• **Selection**
"""

Path: utzoo!utgpu!jarvis.csri.toronto.edu!clyde.concordia.ca!uunet!sco!seanf
From: seanf@sco.COM (Sean Fagan)
Newsgroups: comp.arch
Subject: KM's vs. Supers (medium)
Message-ID: <4328@scolex.sco.COM>
Date: 7 Jan 90 08:09:34 GMT
References: <34030@mips.mips.COM> <4322@nttmhs.ntt.JP> <39807@ames.arc.nasa.gov>
Reply-To: seanf@sco.COM (Sean Fagan)
Organization: The Santa Cruz Operation, Inc.
Lines: 52

In article <39807@ames.arc.nasa.gov> lamaster@ames.arc.nasa.gov (Hugh LaMaster) writes:
>And looking just a little further ahead, an "R9000"
>(just making this up out of whole cloth) with a starting clock speed of
>100MHz, scaled up to 200 MHz by 1992 or 1993, could put Cray out of business.
>SGI will build scalar graphics workstations with half the power of the then
>current Crays at 1/100 the cost, and Ardent will do the vector version, with
>a similar price advantage.  An amusing idle speculation (?)

Ok.  I've just sat down with a list, and tried to figure something out;
hopefully, *somebody* can help me on this.  My "list" was a list of timings
for a CDC Cyber 170/760, running at 40MHz (thanks Brian!).  From experience,
I'd say that the list is correct (i.e., not a lie 8-)).  Excluding loads,
divides, and other memory references, average cycle count is between 2 and 3
clocks / instruction.

Actually, all that was for background (and to plug Cybers and Seymour 8-)).
On with the point:  the Cyber is 25 years old; I seriously doubt that any of
the Crays have *slower* performance (despite being 64-bit two's complement
instead of 60-bit one's complement, I have a high opinion of Seymour), yet,
according to Eugene Brooks, a 66MHz R6000 will outperform a Cray-2, which
runs at, what, 250MHz?

So, *how* does it do this?  The things I could come up with were:  the
Cray-2 has slower cycles than the Cyber, which is frightening; the larger
register count on the MIPS chip helps that much (possible, but I don't know;
that's why I'm asking); and / or the R6000 has more functional units than a
Cray-2.

So, now for speculation of my own.  Eugene has said that he thinks the
supercomputers of the future will be merely bunches of KM's running in
parallel; I'm not sure.  I think that Seymour (and his ilk) is definitely 
going to have to adopt some of the advantages of the KM's; I see no doubt of
that (otherwise, we *will* end up with thousands of KM's with vector
processors, and this might be best; but, then again, maybe not).  But which
ones?  Seymour has been using 8 registers per set for the last 25 or more
years (I don't know about the CDC 3x00 series); would more registers allow
for faster code to be generated, up to a certain point?  How about register
windows?

I guess part of what I'm saying, and asking, is this:  there is little
reason why a Cray *must* be slower than a MIPS chip, and, if nothing else,
there is more room on the Cray to put stuff directly in hardware (such as,
oh, a 1 cycle multiply, or, better yet, a 1 cycle divide 8-)).  What needs
to be done, and why hasn't it been done?

Sorry for the length, but this seems like a good discussion for this group
to get started on.

-- 
Sean Eric Fagan  | "Time has little to do with infinity and jelly donuts."
seanf@sco.COM    |    -- Thomas Magnum (Tom Selleck), _Magnum, P.I._
(408) 458-1422   | Any opinions expressed are my own, not my employers'.

"""

• **Task goal**
Copy the Usenet post on Cray and MIPS performance from "I guess part" up to and including "not my employers'.".

• **Data block**
"""

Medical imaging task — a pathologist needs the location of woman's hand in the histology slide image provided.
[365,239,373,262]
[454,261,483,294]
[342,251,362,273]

"""

• **Result of the task**
I guess part of what I'm saying, and asking, is this:  there is little
reason why a Cray *must* be slower than a MIPS chip, and, if nothing else,
there is more room on the Cray to put stuff directly in hardware (such as,
oh, a 1 cycle multiply, or, better yet, a 1 cycle divide 8-)).  What needs
to be done, and why hasn't it been done?

Sorry for the length, but this seems like a good discussion for this group
to get started on.

-- 
Sean Eric Fagan  | "Time has little to do with infinity and jelly donuts."
seanf@sco.COM    |    -- Thomas Magnum (Tom Selleck), _Magnum, P.I._
(408) 458-1422   | Any opinions expressed are my own, not my employers'.